_What is needed_
Which lines of the material contain the string "flower"? Return each of them in full, matching case exactly.

##### Supplied material #####

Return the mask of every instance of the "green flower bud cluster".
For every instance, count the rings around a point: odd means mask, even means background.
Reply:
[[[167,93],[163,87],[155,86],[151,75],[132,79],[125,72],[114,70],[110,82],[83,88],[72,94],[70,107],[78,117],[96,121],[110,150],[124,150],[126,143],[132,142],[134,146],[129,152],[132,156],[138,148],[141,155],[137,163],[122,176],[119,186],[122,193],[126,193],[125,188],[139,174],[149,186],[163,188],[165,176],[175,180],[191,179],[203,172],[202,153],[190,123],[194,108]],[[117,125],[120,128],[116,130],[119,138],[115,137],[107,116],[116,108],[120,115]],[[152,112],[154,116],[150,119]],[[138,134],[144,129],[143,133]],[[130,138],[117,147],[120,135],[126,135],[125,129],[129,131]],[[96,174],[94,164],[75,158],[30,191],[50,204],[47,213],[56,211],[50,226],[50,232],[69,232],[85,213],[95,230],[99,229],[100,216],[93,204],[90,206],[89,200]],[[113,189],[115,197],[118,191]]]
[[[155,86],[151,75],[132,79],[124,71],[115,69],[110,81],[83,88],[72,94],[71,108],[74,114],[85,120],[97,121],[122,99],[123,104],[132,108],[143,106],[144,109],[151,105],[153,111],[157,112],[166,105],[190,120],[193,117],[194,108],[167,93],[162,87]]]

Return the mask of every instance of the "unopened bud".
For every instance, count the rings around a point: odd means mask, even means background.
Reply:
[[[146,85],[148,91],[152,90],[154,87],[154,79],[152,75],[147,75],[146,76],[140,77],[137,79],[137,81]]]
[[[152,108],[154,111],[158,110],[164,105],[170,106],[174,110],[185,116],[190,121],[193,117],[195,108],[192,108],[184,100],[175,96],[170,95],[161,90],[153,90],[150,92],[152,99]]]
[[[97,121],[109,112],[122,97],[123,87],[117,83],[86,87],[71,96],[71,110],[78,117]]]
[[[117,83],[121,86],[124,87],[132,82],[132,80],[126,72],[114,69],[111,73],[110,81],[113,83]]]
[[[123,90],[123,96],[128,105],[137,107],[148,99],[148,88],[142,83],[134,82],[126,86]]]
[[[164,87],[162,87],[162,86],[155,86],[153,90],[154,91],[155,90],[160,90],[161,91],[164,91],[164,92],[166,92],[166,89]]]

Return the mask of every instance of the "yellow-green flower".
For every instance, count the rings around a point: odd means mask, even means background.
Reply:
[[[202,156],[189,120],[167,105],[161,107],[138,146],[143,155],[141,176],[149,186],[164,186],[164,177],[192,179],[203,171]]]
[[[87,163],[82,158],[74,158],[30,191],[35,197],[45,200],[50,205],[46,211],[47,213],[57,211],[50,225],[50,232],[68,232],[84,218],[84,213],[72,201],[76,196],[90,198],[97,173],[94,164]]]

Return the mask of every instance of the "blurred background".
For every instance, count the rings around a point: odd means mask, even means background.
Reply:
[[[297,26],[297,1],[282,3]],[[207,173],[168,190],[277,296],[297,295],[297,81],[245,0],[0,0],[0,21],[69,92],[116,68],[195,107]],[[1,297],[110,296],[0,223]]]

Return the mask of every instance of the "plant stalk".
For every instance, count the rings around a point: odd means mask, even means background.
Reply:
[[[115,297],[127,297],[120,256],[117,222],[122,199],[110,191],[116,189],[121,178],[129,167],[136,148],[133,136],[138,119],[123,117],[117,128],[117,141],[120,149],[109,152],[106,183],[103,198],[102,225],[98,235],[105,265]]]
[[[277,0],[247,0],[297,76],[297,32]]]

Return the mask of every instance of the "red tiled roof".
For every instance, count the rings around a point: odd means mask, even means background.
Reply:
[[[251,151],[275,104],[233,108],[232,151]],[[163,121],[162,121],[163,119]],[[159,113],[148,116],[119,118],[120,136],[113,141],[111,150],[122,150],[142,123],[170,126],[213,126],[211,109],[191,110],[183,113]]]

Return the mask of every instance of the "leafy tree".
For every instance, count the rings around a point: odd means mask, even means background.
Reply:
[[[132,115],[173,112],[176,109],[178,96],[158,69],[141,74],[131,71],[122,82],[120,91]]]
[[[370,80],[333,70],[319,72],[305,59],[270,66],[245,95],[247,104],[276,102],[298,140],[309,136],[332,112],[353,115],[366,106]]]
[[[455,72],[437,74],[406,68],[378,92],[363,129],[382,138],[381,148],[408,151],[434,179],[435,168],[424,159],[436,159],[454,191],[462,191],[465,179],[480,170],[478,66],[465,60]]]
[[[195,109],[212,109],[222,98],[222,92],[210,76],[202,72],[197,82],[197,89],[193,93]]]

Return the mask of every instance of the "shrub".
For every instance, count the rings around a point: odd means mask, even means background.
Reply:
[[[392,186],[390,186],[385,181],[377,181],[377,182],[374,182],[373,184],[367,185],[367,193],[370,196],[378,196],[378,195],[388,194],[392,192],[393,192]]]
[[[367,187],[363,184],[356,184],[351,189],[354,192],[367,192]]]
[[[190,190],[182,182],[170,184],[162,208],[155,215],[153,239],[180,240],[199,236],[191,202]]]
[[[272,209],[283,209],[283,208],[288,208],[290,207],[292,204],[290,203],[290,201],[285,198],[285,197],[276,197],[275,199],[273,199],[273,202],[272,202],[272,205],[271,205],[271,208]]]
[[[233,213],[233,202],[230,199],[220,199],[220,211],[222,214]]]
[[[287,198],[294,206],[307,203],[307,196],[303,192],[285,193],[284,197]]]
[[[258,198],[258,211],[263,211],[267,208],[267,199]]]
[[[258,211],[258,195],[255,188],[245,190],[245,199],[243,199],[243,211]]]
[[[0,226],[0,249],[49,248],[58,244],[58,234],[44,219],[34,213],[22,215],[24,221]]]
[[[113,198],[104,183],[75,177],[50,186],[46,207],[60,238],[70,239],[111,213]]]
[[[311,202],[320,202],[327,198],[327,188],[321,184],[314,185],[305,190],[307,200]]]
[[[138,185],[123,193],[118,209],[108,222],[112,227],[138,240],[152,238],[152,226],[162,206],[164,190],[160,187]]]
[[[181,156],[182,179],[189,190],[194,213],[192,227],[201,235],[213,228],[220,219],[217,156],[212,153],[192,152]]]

#####

_Worked solution_
Return the mask of every instance of the "green flower bud cluster".
Return the mask of every instance of the "yellow-green flower".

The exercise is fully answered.